▸ Source text
To the Editor:
The past year has been one of immense awakening for the city of Boston. The joint crises in public health and racial injustice have forced us to confront the vast inequalities that plague our city. Yet as the city makes progress on many fronts, it is poised to suffer a frustrating setback.
If Mayor Walsh joins President Biden’s cabinet as Labor Secretary prior to March 5 – a very likely scenario – then the city must hold a series of special elections to fill his seat. But because the city is already set to hold its regularly scheduled mayoral elections this fall, these special elections are likely to retain little benefit. In fact, they will almost certainly cause voter fatigue and confusion. As a result, fewer individuals will cast ballots, leaving the voices of many unheard.
Forcing voters to turn out in these special elections will disproportionately impact the city’s under-represented communities. Boston’s Black and brown, low-income, and immigrant communities have suffered especially due to the pandemic. Not only has the coronavirus harmed their health, but it has greatly impeded their employment and housing opportunities. Leaving the special elections in place will make it far more difficult for these individuals to turn out and have their opinions accounted for.
The city and state must eliminate these burdensome special elections. In doing so, they may prove that they have taken the lessons of the past year to heart.
– Cheryl Clyburn Crawford
Cheryl Clyburn Crawford is the executive director of MassVOTE, a non-profit, non-partisan advocacy organization dedicated to voting rights. She is also the first vice president of the NAACP Boston Branch.

▸ Exercises
1/ Condense the paragraph of the letter on Boston's special elections that begins "Forcing voters to turn out" into two or three sentences, keeping its main points.
2/ Reproduce the passage of the letter on Boston's special elections that opens with the words containing "The city and" and closes with "NAACP Boston Branch.", word for word.
3/ Translate this sentence from the letter on Boston's special elections into Spanish: "The city and state must eliminate these burdensome special elections."

▸ Source data
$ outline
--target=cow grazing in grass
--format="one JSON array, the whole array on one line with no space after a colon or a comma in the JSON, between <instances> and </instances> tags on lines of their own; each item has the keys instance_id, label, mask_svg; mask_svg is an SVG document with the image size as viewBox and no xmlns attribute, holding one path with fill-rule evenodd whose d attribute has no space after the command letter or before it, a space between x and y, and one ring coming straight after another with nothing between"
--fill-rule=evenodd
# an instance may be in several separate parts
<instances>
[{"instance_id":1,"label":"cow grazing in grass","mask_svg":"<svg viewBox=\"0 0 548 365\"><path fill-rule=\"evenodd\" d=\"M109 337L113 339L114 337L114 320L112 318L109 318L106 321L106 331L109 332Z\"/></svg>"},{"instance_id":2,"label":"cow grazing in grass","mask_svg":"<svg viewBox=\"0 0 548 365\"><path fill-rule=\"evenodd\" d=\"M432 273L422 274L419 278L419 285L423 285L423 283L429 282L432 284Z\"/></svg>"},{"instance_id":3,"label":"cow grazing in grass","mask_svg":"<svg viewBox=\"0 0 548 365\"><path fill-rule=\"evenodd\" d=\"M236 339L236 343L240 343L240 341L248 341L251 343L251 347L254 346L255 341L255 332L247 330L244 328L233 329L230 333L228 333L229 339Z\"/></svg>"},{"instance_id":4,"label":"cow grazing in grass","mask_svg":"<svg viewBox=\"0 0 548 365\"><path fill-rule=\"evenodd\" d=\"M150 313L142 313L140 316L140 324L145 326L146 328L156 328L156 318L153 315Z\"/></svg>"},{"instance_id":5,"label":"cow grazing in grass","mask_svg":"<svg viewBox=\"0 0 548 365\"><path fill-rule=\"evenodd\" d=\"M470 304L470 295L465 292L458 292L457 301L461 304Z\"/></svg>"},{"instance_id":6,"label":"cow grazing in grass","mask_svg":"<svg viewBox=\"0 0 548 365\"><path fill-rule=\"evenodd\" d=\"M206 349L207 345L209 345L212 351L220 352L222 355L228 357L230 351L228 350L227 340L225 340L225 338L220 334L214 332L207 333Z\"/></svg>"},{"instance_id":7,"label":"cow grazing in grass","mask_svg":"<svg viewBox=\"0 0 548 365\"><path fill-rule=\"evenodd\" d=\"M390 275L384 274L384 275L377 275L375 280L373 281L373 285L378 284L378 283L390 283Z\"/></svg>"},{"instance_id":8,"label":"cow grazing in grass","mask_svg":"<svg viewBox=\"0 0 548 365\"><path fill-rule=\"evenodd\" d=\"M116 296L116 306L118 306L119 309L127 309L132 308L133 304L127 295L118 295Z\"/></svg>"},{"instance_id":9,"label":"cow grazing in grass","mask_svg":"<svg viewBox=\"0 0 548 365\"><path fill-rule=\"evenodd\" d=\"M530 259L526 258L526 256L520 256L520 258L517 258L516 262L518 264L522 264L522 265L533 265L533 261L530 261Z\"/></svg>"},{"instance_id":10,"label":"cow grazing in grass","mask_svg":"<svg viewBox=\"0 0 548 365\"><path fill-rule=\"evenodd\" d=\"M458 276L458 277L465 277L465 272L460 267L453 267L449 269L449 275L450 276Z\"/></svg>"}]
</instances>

▸ Task responses
1/ Requiring voters to turn out for the special elections would hit Boston's under-represented communities hardest. Black and brown, low-income, and immigrant residents have suffered especially during the pandemic, which has harmed their health and impeded their employment and housing opportunities. Keeping the special elections would make it far harder for them to vote and have their opinions counted.

2/
The city and state must eliminate these burdensome special elections. In doing so, they may prove that they have taken the lessons of the past year to heart.
– Cheryl Clyburn Crawford
Cheryl Clyburn Crawford is the executive director of MassVOTE, a non-profit, non-partisan advocacy organization dedicated to voting rights. She is also the first vice president of the NAACP Boston Branch.

3/ La ciudad y el estado deben eliminar estas onerosas elecciones especiales.